▶ **WHAT TO WORK ON**
Everything in the listing should be set down exactly, apart from the pictures.
╭─ GIVEN DATA
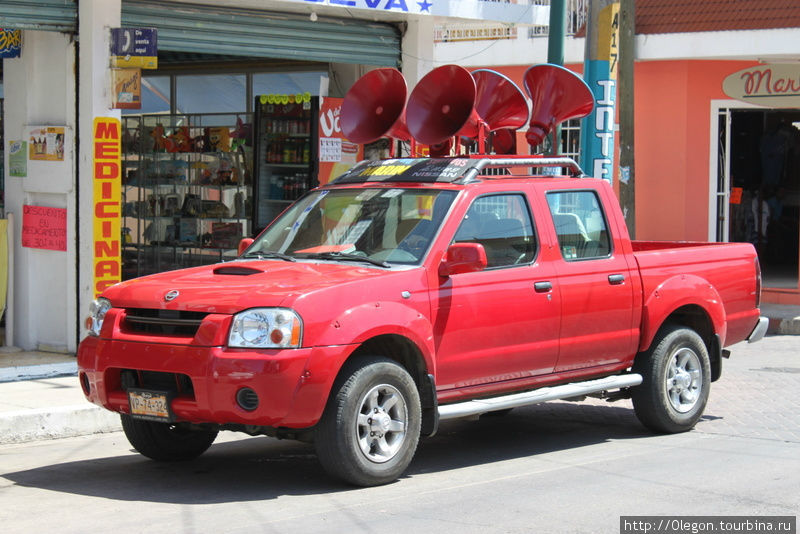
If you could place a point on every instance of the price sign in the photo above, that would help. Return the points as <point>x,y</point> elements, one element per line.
<point>44,228</point>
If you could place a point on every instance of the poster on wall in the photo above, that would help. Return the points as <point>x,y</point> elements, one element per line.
<point>134,48</point>
<point>336,153</point>
<point>44,228</point>
<point>18,159</point>
<point>10,43</point>
<point>127,88</point>
<point>46,143</point>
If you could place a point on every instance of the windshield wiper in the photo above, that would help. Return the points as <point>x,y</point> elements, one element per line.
<point>344,257</point>
<point>269,255</point>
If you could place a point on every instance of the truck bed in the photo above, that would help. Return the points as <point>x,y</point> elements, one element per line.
<point>728,272</point>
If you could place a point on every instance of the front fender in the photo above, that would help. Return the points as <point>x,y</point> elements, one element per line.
<point>361,323</point>
<point>677,292</point>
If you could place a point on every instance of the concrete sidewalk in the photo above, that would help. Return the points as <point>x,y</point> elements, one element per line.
<point>37,400</point>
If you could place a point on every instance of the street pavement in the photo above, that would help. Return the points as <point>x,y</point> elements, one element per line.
<point>556,467</point>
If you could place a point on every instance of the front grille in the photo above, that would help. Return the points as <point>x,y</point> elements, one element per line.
<point>164,322</point>
<point>177,383</point>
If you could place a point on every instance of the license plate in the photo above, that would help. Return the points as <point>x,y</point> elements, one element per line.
<point>152,405</point>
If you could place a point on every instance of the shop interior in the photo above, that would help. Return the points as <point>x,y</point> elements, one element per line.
<point>765,189</point>
<point>192,181</point>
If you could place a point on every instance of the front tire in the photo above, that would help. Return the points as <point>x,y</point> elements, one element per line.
<point>166,442</point>
<point>676,382</point>
<point>370,429</point>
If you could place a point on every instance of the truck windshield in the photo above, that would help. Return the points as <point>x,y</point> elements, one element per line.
<point>375,225</point>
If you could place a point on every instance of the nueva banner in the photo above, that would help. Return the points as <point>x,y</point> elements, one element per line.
<point>107,178</point>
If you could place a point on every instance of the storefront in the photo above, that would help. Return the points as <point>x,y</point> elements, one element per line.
<point>213,63</point>
<point>85,156</point>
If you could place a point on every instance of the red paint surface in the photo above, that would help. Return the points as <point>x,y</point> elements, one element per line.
<point>478,333</point>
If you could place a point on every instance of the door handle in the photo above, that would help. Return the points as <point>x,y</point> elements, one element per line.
<point>543,287</point>
<point>616,279</point>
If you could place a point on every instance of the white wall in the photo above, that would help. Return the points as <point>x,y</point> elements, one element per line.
<point>39,90</point>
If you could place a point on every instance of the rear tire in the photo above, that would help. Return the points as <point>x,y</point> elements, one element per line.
<point>369,431</point>
<point>166,442</point>
<point>676,381</point>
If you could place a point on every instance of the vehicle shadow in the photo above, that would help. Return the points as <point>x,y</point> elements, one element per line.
<point>264,468</point>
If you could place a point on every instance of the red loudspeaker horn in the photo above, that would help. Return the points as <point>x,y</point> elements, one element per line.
<point>442,105</point>
<point>558,95</point>
<point>374,107</point>
<point>504,141</point>
<point>498,101</point>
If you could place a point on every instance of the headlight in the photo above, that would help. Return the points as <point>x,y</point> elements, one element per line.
<point>97,312</point>
<point>266,328</point>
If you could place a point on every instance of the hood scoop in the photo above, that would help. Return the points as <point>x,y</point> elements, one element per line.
<point>237,270</point>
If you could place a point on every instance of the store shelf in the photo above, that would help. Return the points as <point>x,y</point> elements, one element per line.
<point>184,208</point>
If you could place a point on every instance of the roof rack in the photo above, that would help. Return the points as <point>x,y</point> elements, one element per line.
<point>525,161</point>
<point>458,170</point>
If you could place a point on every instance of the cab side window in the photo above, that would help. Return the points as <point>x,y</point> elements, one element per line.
<point>580,225</point>
<point>502,224</point>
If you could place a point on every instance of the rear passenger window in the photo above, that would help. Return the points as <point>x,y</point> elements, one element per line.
<point>580,225</point>
<point>502,224</point>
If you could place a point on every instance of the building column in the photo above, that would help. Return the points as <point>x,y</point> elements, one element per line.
<point>417,50</point>
<point>95,19</point>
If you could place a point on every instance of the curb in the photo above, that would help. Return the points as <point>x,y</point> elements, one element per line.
<point>60,422</point>
<point>32,372</point>
<point>784,327</point>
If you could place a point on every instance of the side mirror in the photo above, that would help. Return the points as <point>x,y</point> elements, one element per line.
<point>463,258</point>
<point>244,243</point>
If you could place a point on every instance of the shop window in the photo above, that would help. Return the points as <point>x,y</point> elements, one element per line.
<point>580,225</point>
<point>502,224</point>
<point>211,93</point>
<point>290,83</point>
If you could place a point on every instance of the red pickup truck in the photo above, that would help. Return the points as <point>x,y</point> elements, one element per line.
<point>411,291</point>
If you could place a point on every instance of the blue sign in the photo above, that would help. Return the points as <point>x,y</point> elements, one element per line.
<point>10,43</point>
<point>134,47</point>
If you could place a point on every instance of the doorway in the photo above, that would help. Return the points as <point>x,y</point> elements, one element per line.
<point>758,196</point>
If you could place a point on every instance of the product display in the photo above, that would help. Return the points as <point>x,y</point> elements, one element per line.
<point>187,193</point>
<point>286,144</point>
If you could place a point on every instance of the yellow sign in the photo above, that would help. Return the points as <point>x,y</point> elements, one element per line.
<point>608,36</point>
<point>106,175</point>
<point>299,98</point>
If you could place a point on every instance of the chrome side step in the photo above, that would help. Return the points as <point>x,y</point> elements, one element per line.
<point>515,400</point>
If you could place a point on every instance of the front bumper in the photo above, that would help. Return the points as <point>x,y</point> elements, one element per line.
<point>292,385</point>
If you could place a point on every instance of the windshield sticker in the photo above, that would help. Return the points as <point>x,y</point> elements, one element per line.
<point>409,170</point>
<point>324,249</point>
<point>357,231</point>
<point>367,194</point>
<point>391,193</point>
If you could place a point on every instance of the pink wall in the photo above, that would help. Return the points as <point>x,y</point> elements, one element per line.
<point>673,120</point>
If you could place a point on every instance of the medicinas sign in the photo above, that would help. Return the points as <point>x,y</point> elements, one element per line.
<point>106,175</point>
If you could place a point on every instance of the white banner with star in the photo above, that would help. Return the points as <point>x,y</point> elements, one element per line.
<point>521,13</point>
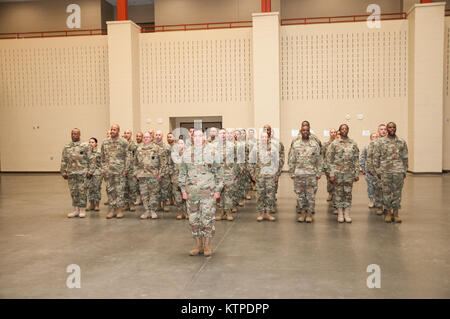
╰─
▶ **ANSWER AREA**
If you could place a point on every instance of the price sign in the photo above, that would help. Return the points as <point>x,y</point> elements, one element per line.
<point>44,228</point>
If you could place a point on every instance of the poster on wall in the photo above, that would help. Return the points as <point>x,y</point> elements, one element per line.
<point>134,48</point>
<point>336,153</point>
<point>44,228</point>
<point>18,159</point>
<point>10,43</point>
<point>127,88</point>
<point>46,143</point>
If you could place a point on every instance of the windshield wiper in the photo above, that would help. Return the points as <point>x,y</point> elements, one element per line.
<point>344,257</point>
<point>269,255</point>
If you could place a point on every instance of the truck bed in the photo above, that would help. Return the points as <point>x,y</point> elements, one element per line.
<point>728,272</point>
If you could place a point on every instance of the front fender in the photo above, that would help. Return the points as <point>x,y</point> elements, one element per line.
<point>361,323</point>
<point>677,292</point>
If you could place a point on every instance of the concrete sidewalk in the photo above, that would help. Return the points as <point>x,y</point> elements, one element per line.
<point>37,400</point>
If you could place a point on every instance of the street pavement in the photo above, that would help. Return the points as <point>x,y</point> elements, one element per line.
<point>556,467</point>
If you could place a point on every instance of the front grille in the photo above, that would help. Return the points as <point>x,y</point> elements, one element per line.
<point>164,322</point>
<point>177,383</point>
If you could place a point on every instance of the license plate in the photo above, that would help. Return the points as <point>x,y</point> elements, one element per line.
<point>152,405</point>
If you could place a point on every instance of the shop interior in the photo above, that would help. Return the points as <point>x,y</point> elements, one element per line.
<point>765,189</point>
<point>192,181</point>
If you could place a point on every instance of the front tire in the photo above, that would help. Return the points as <point>x,y</point> elements, one element per line.
<point>166,442</point>
<point>676,382</point>
<point>370,429</point>
If you could place a point on every instance of the truck windshield in the photo above, that would help. Return the points as <point>x,y</point> elements, one element per line.
<point>375,225</point>
If you could place a point on every instance of the nueva banner in the photo above, that would help. Return the points as <point>x,y</point> elements, one element per line.
<point>107,178</point>
If you could place a point on every instance of the storefront in the photo above, that would help. Return the points as <point>x,y</point> elements, one element per line.
<point>213,63</point>
<point>85,156</point>
If you could place a point on every instance of the red paint surface in the photo above, that would help. Return the points as <point>x,y</point> elements, one element per line.
<point>478,333</point>
If you could place a point on every instance of the door handle in the photo above, that would help. Return the points as <point>x,y</point> elements, one element per line.
<point>543,287</point>
<point>616,279</point>
If you could place a point on every instance of the white wall in the photo above, that would help. Return the points as <point>x,y</point> elements, one element per line.
<point>39,90</point>
If you could place a point on every instance of the rear tire in the photo above, that would help. Return the points as <point>x,y</point> elements, one element per line.
<point>369,431</point>
<point>166,442</point>
<point>676,381</point>
If you could place a point on every instance of the vehicle shadow in the photo above, that would help. Return the points as <point>x,y</point> elements, one element per line.
<point>264,468</point>
If you could place a point on every instance of the red loudspeaker horn in the photo above, that would help. Return the points as <point>x,y</point> elements, one element per line.
<point>442,105</point>
<point>558,95</point>
<point>374,107</point>
<point>504,141</point>
<point>498,101</point>
If you could place a point on every instance of the headlight in the photo above, that would help. Return the points as <point>x,y</point> elements, one element per line.
<point>97,312</point>
<point>266,328</point>
If you could place a point on every instance of the hood scoop in the photo above, that would help. Return the points as <point>x,y</point> elements, one element per line.
<point>237,270</point>
If you could place a point on every instance of the store shelf in the photo above, that would help. Return the points as <point>x,y</point> elements, one element per line.
<point>184,208</point>
If you could place a point on every instance of the roof rack in the photo above, that would help. Return the points as <point>x,y</point> elements, one element per line.
<point>525,161</point>
<point>458,170</point>
If you could place a point on every instance of the cab side window in the photo above, that would help. Return the points as <point>x,y</point> elements, one element per line.
<point>580,225</point>
<point>502,224</point>
If you could place a point on every instance of the rear passenger window in the photo above, that would help. Return the points as <point>x,y</point> elements, one element per line.
<point>580,225</point>
<point>502,224</point>
If you could place a point on every instance of the building column in the photo above, that would help. Return the points as <point>x,y</point> elements, one element per line.
<point>417,50</point>
<point>95,19</point>
If you could place a point on every instance of the curb in the photo above, that would help. Return the points as <point>x,y</point> elements, one element per line.
<point>60,422</point>
<point>32,372</point>
<point>784,327</point>
If you could place a point on every instance of the side mirror in the photo above, that would help. Return the points as <point>x,y</point> elements, one element per line.
<point>463,258</point>
<point>244,243</point>
If you could place a point on every instance of the shop window in the photo above, that would help. Return the points as <point>x,y</point> elements, one element per line.
<point>580,225</point>
<point>502,224</point>
<point>211,93</point>
<point>290,83</point>
If you could place a point on every instance of the red pickup truck in the photo above, that would help. Return the points as <point>x,y</point> elements, one element per line.
<point>411,291</point>
If you could place a point on every instance of the blue sign in the photo above, that would help. Return the points as <point>x,y</point> elements, one element per line.
<point>10,43</point>
<point>134,47</point>
If you could place a point on every instance of the doorway in the photo above, that would help. Return the points as <point>x,y</point> elements, one element per line.
<point>758,196</point>
If you could place a point on every instance of the product display in the photo above, that would help. Return the points as <point>x,y</point> elements, one element per line.
<point>187,193</point>
<point>286,144</point>
If you could place a point on every instance of the yellow sign in the photo above, that would help. Return the points as <point>x,y</point> elements, one element per line.
<point>608,36</point>
<point>106,175</point>
<point>299,98</point>
If you could place a point on every instance of the chrome side step in the photo above, that would help. Return the points as <point>x,y</point> elements, one element per line.
<point>515,400</point>
If you could place a point on every instance of the front bumper in the photo above, that would help. Return the points as <point>x,y</point> elements, one element per line.
<point>292,385</point>
If you could place a point on every instance of the windshield sticker in the photo above, that would help. Return the points as <point>x,y</point> elements, one element per line.
<point>409,170</point>
<point>324,249</point>
<point>357,231</point>
<point>367,194</point>
<point>391,193</point>
If you could place a point on every instance of the pink wall in the photo above, that would help. Return the points as <point>x,y</point> elements, one element per line.
<point>673,120</point>
If you could place a point on every instance of the medicinas sign in the photo above, that would help. Return the points as <point>x,y</point> elements, one element per line.
<point>106,175</point>
If you could place a point on every instance of the white banner with star in the photo above, that would help. Return the points as <point>x,y</point> elements, one element per line.
<point>521,13</point>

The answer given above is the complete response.